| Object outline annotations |
## Start

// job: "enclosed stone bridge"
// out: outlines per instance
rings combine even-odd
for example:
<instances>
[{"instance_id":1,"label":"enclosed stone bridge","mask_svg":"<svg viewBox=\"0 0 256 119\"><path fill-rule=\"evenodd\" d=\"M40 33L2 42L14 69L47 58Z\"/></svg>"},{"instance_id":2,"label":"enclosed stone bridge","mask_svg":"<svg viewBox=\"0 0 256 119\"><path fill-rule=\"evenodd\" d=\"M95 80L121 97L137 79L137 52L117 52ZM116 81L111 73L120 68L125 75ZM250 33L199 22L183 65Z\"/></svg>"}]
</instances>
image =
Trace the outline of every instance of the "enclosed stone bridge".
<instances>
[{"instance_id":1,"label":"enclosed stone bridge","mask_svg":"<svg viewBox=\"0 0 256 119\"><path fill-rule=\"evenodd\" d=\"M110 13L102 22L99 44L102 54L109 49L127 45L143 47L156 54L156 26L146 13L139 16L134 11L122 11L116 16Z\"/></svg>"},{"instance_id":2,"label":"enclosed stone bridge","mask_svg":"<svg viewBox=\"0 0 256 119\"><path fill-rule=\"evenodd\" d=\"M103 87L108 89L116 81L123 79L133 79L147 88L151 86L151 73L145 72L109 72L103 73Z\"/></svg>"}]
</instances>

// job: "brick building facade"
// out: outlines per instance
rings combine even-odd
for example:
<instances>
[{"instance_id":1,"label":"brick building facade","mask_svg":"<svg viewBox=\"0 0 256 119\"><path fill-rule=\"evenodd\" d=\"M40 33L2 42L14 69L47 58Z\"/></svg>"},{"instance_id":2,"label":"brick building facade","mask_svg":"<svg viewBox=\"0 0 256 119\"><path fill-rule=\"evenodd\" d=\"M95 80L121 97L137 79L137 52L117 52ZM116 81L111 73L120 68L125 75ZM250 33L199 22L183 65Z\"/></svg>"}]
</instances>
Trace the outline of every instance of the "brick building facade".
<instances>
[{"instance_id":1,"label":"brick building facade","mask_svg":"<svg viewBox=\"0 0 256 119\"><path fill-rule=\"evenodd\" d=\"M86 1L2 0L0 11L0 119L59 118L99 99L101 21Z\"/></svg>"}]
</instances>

## End

| REQUIREMENT |
How many lines of the material above contain the word "building", counting only matches in that exact case? Reply with the number alone.

| SOLUTION TO THIS EXERCISE |
4